## WHAT THE TASK ASKS
In the lung transplant abstract, how many of the patients met criteria for grade 3 primary graft dysfunction at 72 hours?

==== TEXT PASSAGE ====

Human Leukocyte Antigen Mismatch is Associated with Grade 3 Primary Graft Dysfunction at 72 Hours Following Bilateral Sequential Lung Transplantation: A Single-Center, Retrospective Cohort Study

Abstract

Background: The role of donor-recipient human leukocyte antigen (HLA) mismatch as a risk factor for developing primary graft dysfunction (PGD) after lung transplantation is not well understood. We describe a novel association between increased donor-recipient HLA mismatch and grade 3 PGD after bilateral lung transplantation. Methods: We retrospectively evaluated donor and recipient demographic data, co-morbidities, intraoperative interventions and outcomes in 99 consecutive adult patients undergoing primary bilateral lung transplantation. The primary outcome of this study was grade 3 PGD at 72 hours. Secondary outcomes included intensive care and hospital lengths of stay and mortality. Results: Eighteen patients (18%) met criteria for grade 3 PGD at 72 hours postoperatively. More non-Caucasian recipients (27.8% vs. 7.4%, p=0.026), and more patients with interstitial lung disease (72.2% vs 43.2%, p=0.031) developed grade 3 PGD. The use of inhaled epoprostenol (OR 4.38, 95% CI: 1.02-20.16, p=0.048), increased HLA mismatches (OR 2.85, 95% CI: 1.31-7.45, p=0.017) and the use of each 250mL unit of PRBCs during the intraoperative period (OR 0.77, 95% CI: 0.58-0.97, p=0.048) were independently associated with grade 3 PGD. Patients diagnosed with grade 3 PGD spent significantly longer time in the intensive care unit (22 days [6;74 days] vs. 7 days [2;83 days], p=<0.001) and hospital (30.5 days [10;83 days] vs. 18 days [3;97 days], p=0.012), and survival was significantly worse for those with PGD3 at 72 hours (log-rank p=0.009). Conclusion: Our data indicate, for the first time, that HLA donor-recipient mismatch is an independent risk factor for developing grade 3 PGD at 72 hours after bilateral lung transplantation.

==== RECORDS PROVIDED ====

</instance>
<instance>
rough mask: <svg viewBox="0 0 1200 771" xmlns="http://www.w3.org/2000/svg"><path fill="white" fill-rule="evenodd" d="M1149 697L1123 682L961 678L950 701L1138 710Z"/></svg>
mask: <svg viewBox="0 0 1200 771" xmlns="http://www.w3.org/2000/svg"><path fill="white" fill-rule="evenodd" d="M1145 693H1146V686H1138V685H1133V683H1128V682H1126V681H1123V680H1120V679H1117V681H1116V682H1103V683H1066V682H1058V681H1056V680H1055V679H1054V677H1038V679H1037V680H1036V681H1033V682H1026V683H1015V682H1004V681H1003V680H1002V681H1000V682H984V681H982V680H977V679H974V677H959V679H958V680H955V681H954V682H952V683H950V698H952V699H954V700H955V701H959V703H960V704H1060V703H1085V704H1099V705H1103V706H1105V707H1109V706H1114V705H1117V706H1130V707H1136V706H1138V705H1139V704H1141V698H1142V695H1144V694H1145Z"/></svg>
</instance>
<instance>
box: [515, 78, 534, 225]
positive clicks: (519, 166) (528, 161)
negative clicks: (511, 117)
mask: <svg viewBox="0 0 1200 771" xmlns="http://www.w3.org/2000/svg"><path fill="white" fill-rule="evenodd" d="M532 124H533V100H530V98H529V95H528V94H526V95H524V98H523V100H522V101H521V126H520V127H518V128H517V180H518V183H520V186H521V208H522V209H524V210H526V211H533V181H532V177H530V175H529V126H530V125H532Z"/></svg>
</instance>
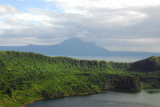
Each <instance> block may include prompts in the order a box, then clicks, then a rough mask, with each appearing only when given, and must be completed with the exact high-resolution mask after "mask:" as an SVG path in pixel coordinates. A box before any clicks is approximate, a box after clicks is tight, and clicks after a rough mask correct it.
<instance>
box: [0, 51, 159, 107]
mask: <svg viewBox="0 0 160 107" xmlns="http://www.w3.org/2000/svg"><path fill="white" fill-rule="evenodd" d="M142 62H143V63H142ZM147 64H148V65H147ZM145 65H147V66H148V68H145ZM149 65H151V67H149ZM140 66H141V67H142V68H141V67H140ZM159 66H160V62H159V58H158V57H152V58H149V59H147V60H144V61H140V62H136V63H132V64H129V63H118V62H106V61H97V60H92V61H89V60H77V59H73V58H68V57H48V56H44V55H41V54H36V53H31V52H25V53H22V52H15V51H0V106H6V107H7V106H8V107H18V106H21V104H23V103H28V102H31V101H34V100H38V99H44V98H56V97H62V96H70V95H82V94H84V93H99V92H101V90H104V89H122V90H130V91H132V92H134V91H139V90H141V89H142V87H144V88H152V87H160V78H159V77H160V72H158V70H159V71H160V69H159ZM128 71H130V72H128ZM131 71H143V73H141V72H131ZM145 71H147V73H144V72H145ZM148 71H156V72H154V73H153V72H148Z"/></svg>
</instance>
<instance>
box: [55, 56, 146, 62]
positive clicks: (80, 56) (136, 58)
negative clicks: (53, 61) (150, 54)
mask: <svg viewBox="0 0 160 107" xmlns="http://www.w3.org/2000/svg"><path fill="white" fill-rule="evenodd" d="M52 56H53V57H54V56H56V55H52ZM67 57H71V58H76V59H85V60H105V61H113V62H136V61H139V60H142V59H145V58H146V57H142V56H141V57H139V56H125V57H124V56H122V57H117V56H116V57H113V56H112V57H110V56H67Z"/></svg>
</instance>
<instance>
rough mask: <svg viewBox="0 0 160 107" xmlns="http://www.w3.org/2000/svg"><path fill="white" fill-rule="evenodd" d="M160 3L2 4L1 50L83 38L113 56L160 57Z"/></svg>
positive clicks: (120, 0) (118, 0)
mask: <svg viewBox="0 0 160 107" xmlns="http://www.w3.org/2000/svg"><path fill="white" fill-rule="evenodd" d="M159 13H160V0H1V1H0V46H25V45H28V44H34V45H53V44H54V45H55V44H59V43H61V42H63V41H64V40H66V39H69V38H73V37H78V38H80V39H82V40H84V41H86V42H94V43H96V44H97V45H98V46H100V47H103V48H105V49H108V50H110V51H134V52H135V51H138V52H160V30H159V28H160V14H159Z"/></svg>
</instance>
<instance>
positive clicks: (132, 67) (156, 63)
mask: <svg viewBox="0 0 160 107" xmlns="http://www.w3.org/2000/svg"><path fill="white" fill-rule="evenodd" d="M130 70H131V71H132V70H133V71H139V72H150V71H158V70H159V71H160V58H159V57H157V56H152V57H150V58H147V59H144V60H141V61H138V62H135V63H133V64H131V66H130Z"/></svg>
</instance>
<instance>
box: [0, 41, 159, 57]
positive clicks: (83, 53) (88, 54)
mask: <svg viewBox="0 0 160 107" xmlns="http://www.w3.org/2000/svg"><path fill="white" fill-rule="evenodd" d="M0 50H3V51H9V50H15V51H21V52H36V53H40V54H44V55H58V56H145V57H150V56H160V53H149V52H124V51H109V50H107V49H104V48H102V47H99V46H97V45H96V44H95V43H91V42H84V41H82V40H80V39H78V38H71V39H68V40H65V41H64V42H62V43H60V44H57V45H27V46H0Z"/></svg>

====

## TASK ANSWER
Eighteen patients (18%)